__Passage provided__.
────────

The Hate Campaign

Vilification of the (British) Mirpuri Community;

Online Samples; (reader discretion advisable)

The Background

With the emergence of the Internet as a means of informal communication between different segments of the Pakistani diaspora in the UK, particularly over the past decade, a number of crude stereotypes and caricatures have been generated about different aspects of Britain’s Mirpuri communities, (see note 1). 

The instigating authors of this growing body of material are typically mainland Pakistanis with self-ascribed ‘urban’ backgrounds. Unlike their Mirpuri counterparts, they settled in the UK in much smaller numbers. On account of their perceptions concerning their demographic numbers in the UK, they feel disgruntled by the social profile of ‘Mirpuris’. They contend that the alleged nefarious activities of the Mirpuri community widely documented by the British Media has tarnished the reputation of ‘Pakistanis’ who are otherwise law-abiding citizens. As part of their ostensible grievances against Mirpuris is the belief that the latter, contrary to popular perceptions in the UK are in fact pseudo-Pakistanis on account of their national ties with Pakistan-administered-Kashmir otherwise known as Azad’ Jammu & Kashmir, (see note 2).

According to these popularly held beliefs, which frequently come up in Pakistani inter-community conversations is the abiding perception that the authentic Pakistanis have inadvertently been caught-up in the reactions of mainstream Britons through no fault of their own, ostensibly through their false association with Mirpuris. Similar reasoning is proffered by another ‘vocal’ group again mostly based in the Pakistani Province of Punjab but crucially on diametrically opposed lines. This group self-ascribes as ‘authentic’ Kashmiris and adjudges itself as such by virtue of alleged caste credentials and ‘linear’ descent from clans or tribes who left the Valley many hundreds of years ago. They evidence this claim through the mere assertion of surnames and very little else. They view themselves as the real Kashmiris in Pakistan despite being ethnically removed from Valley Kashmiris. They are practically indistinguishable from other Pakistani ethnic groupings within which they are now subsumed. These individuals contend that Mirpuris are in fact ethnic ‘Punjabis’ whose intrusion into a supposedly exclusive ‘Kashmiri’ space has been accidental. These views, mired in prejudice and at times gross ignorance of the historical realities that shaped the course of events within the Princely State and the wider region can be accessed from a variety of different Pakistani online forums. These postings also exist in the form of unsolicited comments and at times deeply offensive caricatures on 'Blogs', 'YouTube User Accounts', 'FaceBook Pages' and on a variety of other interactive websites and portals frequented or managed by ‘Pakistanis’.

────────

(Data items)
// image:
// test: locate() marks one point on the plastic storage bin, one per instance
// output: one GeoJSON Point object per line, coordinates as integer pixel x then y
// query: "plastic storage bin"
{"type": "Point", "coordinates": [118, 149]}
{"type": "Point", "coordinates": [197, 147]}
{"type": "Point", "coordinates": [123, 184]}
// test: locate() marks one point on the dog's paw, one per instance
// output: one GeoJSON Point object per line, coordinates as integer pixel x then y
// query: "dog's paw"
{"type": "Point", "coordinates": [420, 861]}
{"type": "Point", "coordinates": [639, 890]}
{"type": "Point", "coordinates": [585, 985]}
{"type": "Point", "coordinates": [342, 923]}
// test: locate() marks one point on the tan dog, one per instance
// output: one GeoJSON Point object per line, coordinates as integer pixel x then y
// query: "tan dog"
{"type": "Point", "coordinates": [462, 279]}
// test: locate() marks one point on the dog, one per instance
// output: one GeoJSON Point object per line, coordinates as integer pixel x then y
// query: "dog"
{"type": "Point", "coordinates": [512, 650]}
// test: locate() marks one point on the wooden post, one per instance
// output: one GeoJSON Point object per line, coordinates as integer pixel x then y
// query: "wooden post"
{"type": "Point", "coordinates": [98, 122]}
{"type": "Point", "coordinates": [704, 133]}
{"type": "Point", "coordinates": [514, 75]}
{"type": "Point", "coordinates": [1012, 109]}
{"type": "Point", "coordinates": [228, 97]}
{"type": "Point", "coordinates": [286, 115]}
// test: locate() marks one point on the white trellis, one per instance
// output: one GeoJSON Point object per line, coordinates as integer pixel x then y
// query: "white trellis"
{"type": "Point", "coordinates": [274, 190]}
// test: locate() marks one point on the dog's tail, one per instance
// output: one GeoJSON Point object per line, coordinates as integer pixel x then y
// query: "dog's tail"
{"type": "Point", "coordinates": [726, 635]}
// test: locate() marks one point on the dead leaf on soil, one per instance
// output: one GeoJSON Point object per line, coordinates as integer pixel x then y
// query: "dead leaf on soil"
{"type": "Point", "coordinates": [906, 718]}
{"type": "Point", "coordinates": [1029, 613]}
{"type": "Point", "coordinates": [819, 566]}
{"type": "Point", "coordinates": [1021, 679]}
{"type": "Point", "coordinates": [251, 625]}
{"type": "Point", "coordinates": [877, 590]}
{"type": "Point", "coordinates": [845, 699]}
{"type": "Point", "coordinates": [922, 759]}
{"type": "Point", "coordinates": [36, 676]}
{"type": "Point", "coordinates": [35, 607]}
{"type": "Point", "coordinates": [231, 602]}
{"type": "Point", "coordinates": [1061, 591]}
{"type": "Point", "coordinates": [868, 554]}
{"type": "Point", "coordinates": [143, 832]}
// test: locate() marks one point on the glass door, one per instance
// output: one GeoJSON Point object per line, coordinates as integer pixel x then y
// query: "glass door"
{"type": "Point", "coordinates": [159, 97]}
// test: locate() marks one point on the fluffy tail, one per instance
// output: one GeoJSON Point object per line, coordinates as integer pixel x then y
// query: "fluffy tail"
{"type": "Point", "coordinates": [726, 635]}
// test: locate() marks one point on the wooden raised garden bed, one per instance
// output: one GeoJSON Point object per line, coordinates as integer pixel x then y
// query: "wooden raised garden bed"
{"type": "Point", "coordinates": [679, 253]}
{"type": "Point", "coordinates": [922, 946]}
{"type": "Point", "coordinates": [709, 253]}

────────

__Task instructions__.
[a] Translate this sentence from the passage on the Mirpuri community into Spanish: "They evidence this claim through the mere assertion of surnames and very little else."
[b] Summarize the passage on the Mirpuri community in two sentences.

__Expected responses__.
[a] Respaldan esta afirmación mediante la mera aseveración de apellidos y muy poco más.

[b] Over the past decade, the Internet has let parts of the Pakistani diaspora in the UK spread crude stereotypes about Britain's Mirpuri communities, mostly started by mainland Pakistanis with self-described urban backgrounds who feel Mirpuris have tarnished the reputation of law-abiding Pakistanis and call them pseudo-Pakistanis because of their ties to Azad Jammu & Kashmir. A second group, mostly in Punjab, sees itself as the authentic Kashmiris based on surnames and claimed descent, calls Mirpuris ethnic Punjabis, and airs these views, at times as deeply offensive caricatures, on forums, blogs, YouTube, Facebook, and other sites.